Exercise goal => Please repeat the data exactly. Any picture in it stays out.

--- START ---

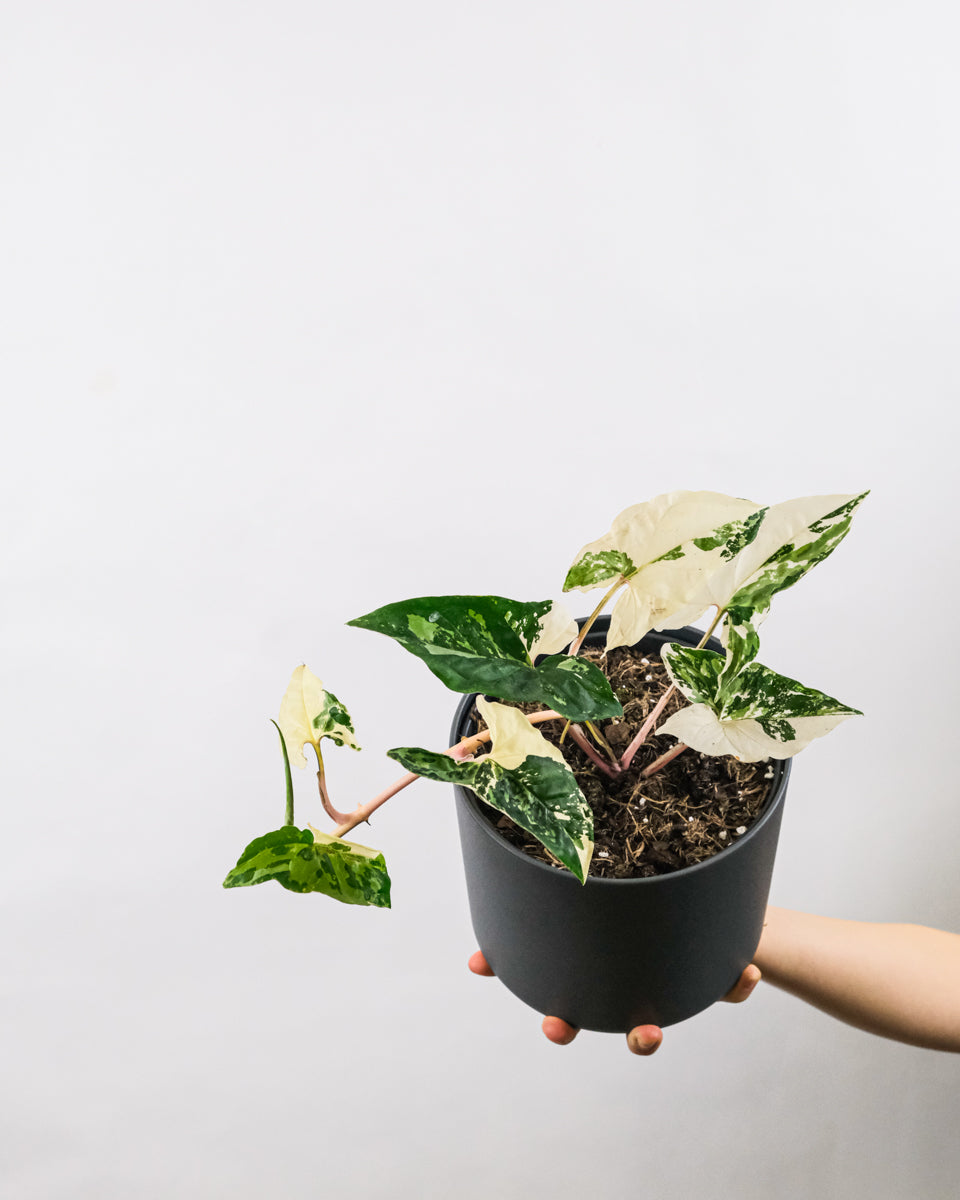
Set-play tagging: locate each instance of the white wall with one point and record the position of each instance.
(307, 307)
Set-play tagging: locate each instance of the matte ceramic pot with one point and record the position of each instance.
(612, 954)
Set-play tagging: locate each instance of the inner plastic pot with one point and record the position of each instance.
(611, 954)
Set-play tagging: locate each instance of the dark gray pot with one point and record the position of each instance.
(612, 954)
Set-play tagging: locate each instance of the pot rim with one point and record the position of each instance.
(781, 768)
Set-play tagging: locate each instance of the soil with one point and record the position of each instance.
(688, 811)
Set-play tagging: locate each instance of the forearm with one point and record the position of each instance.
(901, 982)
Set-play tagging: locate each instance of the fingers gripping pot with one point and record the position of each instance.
(612, 954)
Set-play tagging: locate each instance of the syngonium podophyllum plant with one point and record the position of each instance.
(666, 562)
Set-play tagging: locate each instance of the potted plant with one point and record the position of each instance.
(669, 929)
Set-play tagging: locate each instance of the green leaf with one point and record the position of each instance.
(663, 549)
(309, 714)
(593, 569)
(304, 861)
(523, 777)
(487, 645)
(792, 538)
(760, 714)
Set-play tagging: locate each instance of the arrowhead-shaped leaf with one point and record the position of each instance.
(304, 861)
(523, 777)
(663, 549)
(487, 645)
(760, 714)
(307, 714)
(792, 538)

--- END ---

Problem solution =>
Set-play tagging: locate each instance of the white wall with one point and record the position of each instance.
(307, 307)
Set-play tagging: locate each instance of the matte ceramic pot with one point and record the position of each instance.
(612, 954)
Set-play tagging: locate each instance of the inner plastic pot with one point and record the position of each instance.
(611, 954)
Set-play tagging: locate each instance of the dark gray pot with one point and record the position of each instance.
(612, 954)
Set-play tagging: locate each instance of the pot rim with one point and record the position of each instance.
(781, 768)
Set-play tagging: locate each instance of the soil with one point and record the position of each instance.
(688, 811)
Set-play tagging: locate each instance of the forearm with one point and record the position of each instance.
(901, 982)
Set-play tagging: locate each instance of the fingers gripping pot with one point and record the position of each instance.
(612, 954)
Set-play tagging: locate each instance of the syngonium podophyllum plant with one point and record the position of each instance.
(666, 562)
Set-play tagging: locate each instance of the potted plant with one point and record the position of each instance.
(669, 929)
Set-play tagging: locate each instance of the green leaf with one point and record the position of each instance.
(663, 549)
(309, 714)
(593, 569)
(304, 861)
(523, 777)
(487, 645)
(792, 538)
(760, 714)
Set-play tagging: locate each instance of the arrowhead-shaped leaf with one point and record the position of each instance.
(304, 861)
(523, 777)
(663, 549)
(487, 645)
(760, 714)
(307, 714)
(792, 538)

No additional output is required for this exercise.